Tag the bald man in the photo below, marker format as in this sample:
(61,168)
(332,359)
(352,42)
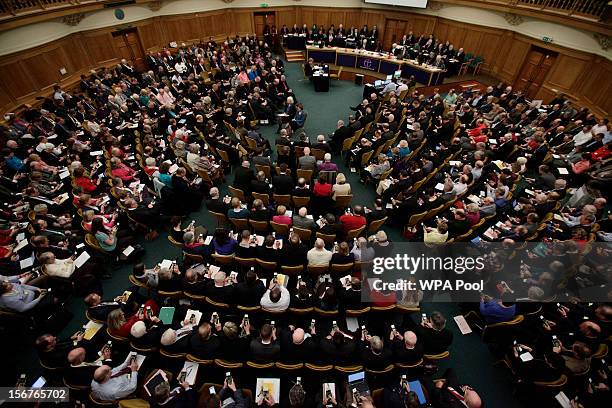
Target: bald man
(80,372)
(406,348)
(297,346)
(449,393)
(110,384)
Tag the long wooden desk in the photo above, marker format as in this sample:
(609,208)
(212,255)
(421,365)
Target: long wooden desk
(376,64)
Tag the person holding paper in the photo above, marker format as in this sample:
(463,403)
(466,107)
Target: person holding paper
(119,325)
(110,384)
(449,393)
(18,297)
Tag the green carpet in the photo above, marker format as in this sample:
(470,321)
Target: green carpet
(469,355)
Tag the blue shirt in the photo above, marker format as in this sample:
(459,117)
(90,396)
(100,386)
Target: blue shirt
(224,249)
(166,179)
(101,237)
(494,312)
(14,163)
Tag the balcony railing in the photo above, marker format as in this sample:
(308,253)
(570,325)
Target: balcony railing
(25,7)
(593,9)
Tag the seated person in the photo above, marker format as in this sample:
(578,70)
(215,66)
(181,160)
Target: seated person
(436,338)
(250,291)
(111,384)
(406,349)
(18,297)
(373,353)
(195,246)
(318,255)
(236,210)
(281,217)
(265,348)
(203,343)
(222,243)
(276,298)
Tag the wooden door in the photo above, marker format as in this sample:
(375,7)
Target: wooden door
(535,69)
(394,31)
(261,20)
(128,44)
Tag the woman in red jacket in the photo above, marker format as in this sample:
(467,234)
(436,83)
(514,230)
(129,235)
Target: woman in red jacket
(119,326)
(81,180)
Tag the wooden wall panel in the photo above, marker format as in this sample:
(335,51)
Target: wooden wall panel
(76,53)
(514,59)
(220,25)
(32,72)
(352,19)
(243,22)
(307,17)
(597,87)
(336,18)
(566,72)
(5,99)
(287,17)
(101,47)
(16,80)
(320,17)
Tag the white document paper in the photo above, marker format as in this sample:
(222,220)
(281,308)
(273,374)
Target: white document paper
(463,325)
(81,259)
(127,251)
(191,368)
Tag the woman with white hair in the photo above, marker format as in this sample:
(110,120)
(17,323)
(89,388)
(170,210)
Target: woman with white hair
(327,164)
(150,166)
(341,187)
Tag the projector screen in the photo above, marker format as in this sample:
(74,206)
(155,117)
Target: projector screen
(405,3)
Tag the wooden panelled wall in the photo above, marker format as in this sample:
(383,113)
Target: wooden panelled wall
(27,74)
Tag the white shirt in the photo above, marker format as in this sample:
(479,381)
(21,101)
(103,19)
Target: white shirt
(115,388)
(582,138)
(281,305)
(318,257)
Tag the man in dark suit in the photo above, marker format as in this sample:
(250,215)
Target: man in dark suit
(218,291)
(260,185)
(449,393)
(216,203)
(406,349)
(374,354)
(338,348)
(283,182)
(301,190)
(296,347)
(243,177)
(203,343)
(434,335)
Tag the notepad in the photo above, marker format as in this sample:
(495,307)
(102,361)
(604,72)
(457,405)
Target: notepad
(417,388)
(329,391)
(563,400)
(193,316)
(191,370)
(90,329)
(166,314)
(268,385)
(463,325)
(127,251)
(27,262)
(165,264)
(526,356)
(156,379)
(21,244)
(81,259)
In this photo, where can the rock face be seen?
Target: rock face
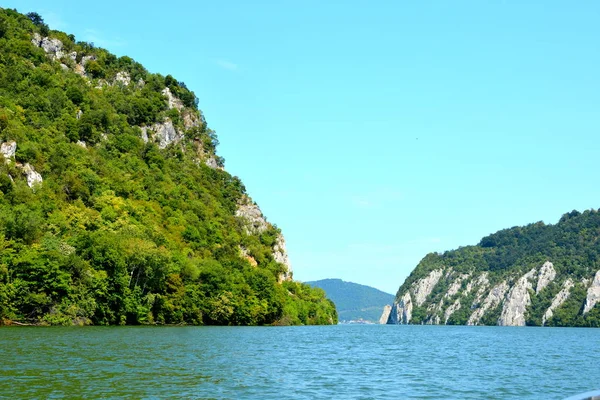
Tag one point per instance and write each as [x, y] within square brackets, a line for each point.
[385, 315]
[173, 102]
[593, 294]
[280, 255]
[8, 150]
[423, 287]
[52, 47]
[517, 301]
[547, 275]
[255, 223]
[162, 132]
[558, 300]
[212, 163]
[190, 119]
[493, 299]
[451, 310]
[254, 219]
[123, 78]
[401, 312]
[244, 254]
[33, 177]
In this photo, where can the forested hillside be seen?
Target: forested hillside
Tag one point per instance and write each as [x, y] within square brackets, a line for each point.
[533, 275]
[354, 301]
[115, 208]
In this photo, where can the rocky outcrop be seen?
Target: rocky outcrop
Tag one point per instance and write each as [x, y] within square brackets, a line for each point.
[249, 212]
[33, 177]
[593, 294]
[212, 162]
[401, 312]
[481, 283]
[123, 78]
[493, 299]
[162, 132]
[455, 286]
[451, 310]
[244, 253]
[280, 255]
[558, 300]
[8, 150]
[547, 275]
[385, 315]
[52, 47]
[423, 287]
[517, 301]
[190, 119]
[172, 101]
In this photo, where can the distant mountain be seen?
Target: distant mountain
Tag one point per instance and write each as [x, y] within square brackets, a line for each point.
[354, 301]
[540, 275]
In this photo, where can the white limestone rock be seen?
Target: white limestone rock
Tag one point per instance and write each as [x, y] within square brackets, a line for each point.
[482, 284]
[494, 297]
[173, 102]
[33, 177]
[162, 132]
[423, 287]
[212, 162]
[87, 59]
[8, 150]
[593, 294]
[280, 255]
[123, 78]
[244, 254]
[253, 218]
[190, 119]
[558, 300]
[518, 299]
[401, 312]
[451, 310]
[385, 315]
[456, 285]
[52, 47]
[547, 275]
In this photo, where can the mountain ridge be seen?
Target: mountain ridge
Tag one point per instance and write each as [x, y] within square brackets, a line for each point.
[354, 301]
[539, 275]
[114, 205]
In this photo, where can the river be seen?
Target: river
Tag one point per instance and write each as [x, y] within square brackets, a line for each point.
[328, 362]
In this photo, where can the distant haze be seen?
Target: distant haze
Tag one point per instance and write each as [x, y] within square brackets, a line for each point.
[354, 301]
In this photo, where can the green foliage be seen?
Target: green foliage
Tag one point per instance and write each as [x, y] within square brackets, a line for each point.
[572, 245]
[122, 231]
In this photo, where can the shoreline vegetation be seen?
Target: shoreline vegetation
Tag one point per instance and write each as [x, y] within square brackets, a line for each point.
[115, 208]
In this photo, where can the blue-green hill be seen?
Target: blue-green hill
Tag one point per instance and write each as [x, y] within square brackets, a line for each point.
[354, 301]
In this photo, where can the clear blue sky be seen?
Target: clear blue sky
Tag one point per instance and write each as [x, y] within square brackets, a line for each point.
[373, 133]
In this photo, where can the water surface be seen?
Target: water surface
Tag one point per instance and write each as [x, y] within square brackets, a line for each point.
[344, 361]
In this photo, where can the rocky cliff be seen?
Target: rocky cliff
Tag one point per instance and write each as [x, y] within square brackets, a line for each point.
[535, 275]
[114, 205]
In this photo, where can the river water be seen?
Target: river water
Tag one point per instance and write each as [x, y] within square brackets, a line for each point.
[328, 362]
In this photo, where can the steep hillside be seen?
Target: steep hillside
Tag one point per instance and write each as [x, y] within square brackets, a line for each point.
[533, 275]
[115, 208]
[354, 301]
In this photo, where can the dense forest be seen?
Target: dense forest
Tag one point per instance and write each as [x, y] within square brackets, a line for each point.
[571, 289]
[115, 208]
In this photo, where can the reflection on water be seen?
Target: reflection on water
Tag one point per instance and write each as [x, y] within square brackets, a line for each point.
[344, 361]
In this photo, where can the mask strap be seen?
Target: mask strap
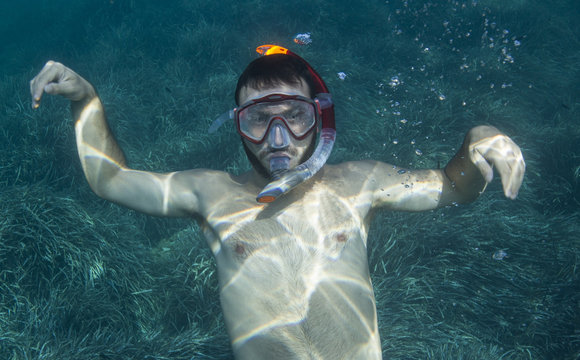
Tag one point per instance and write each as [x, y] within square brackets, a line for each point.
[286, 181]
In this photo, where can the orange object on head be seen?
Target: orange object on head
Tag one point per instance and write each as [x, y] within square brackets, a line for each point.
[271, 49]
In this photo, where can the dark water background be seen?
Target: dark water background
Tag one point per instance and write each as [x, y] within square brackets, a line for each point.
[84, 279]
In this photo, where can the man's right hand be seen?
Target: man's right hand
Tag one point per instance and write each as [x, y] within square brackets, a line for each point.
[57, 79]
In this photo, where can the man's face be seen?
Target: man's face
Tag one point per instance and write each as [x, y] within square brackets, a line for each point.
[276, 143]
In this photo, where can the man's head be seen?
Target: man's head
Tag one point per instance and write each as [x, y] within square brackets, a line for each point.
[276, 74]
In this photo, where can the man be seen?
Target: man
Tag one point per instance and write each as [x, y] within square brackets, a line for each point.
[292, 266]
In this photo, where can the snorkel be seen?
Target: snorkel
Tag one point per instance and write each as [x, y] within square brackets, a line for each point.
[285, 179]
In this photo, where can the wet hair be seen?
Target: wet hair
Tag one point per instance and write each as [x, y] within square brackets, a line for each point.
[272, 70]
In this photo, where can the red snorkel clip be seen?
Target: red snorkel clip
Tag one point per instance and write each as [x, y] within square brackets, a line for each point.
[293, 177]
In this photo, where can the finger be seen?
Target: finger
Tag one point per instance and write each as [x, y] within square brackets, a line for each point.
[482, 165]
[50, 72]
[511, 170]
[512, 187]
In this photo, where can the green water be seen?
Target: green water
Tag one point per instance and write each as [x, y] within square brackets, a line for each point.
[84, 279]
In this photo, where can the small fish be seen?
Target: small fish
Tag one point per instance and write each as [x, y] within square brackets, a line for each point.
[302, 39]
[499, 255]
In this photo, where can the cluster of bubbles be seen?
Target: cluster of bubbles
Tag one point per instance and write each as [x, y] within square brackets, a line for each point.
[465, 33]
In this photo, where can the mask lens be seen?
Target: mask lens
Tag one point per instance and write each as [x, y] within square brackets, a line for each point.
[298, 115]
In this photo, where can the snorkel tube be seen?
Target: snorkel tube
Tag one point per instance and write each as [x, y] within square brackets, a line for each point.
[285, 181]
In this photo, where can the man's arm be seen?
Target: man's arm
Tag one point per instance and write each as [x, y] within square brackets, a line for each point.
[101, 157]
[461, 181]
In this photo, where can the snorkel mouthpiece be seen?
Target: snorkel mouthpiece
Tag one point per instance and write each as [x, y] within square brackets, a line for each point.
[284, 179]
[278, 166]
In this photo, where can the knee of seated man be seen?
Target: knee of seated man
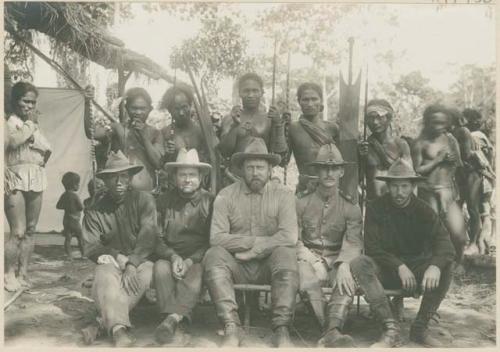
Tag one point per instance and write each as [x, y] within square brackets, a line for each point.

- Exercise directions: What is the number of lines in the records that contain "knee"? State that number alone.

- Exercise result: 2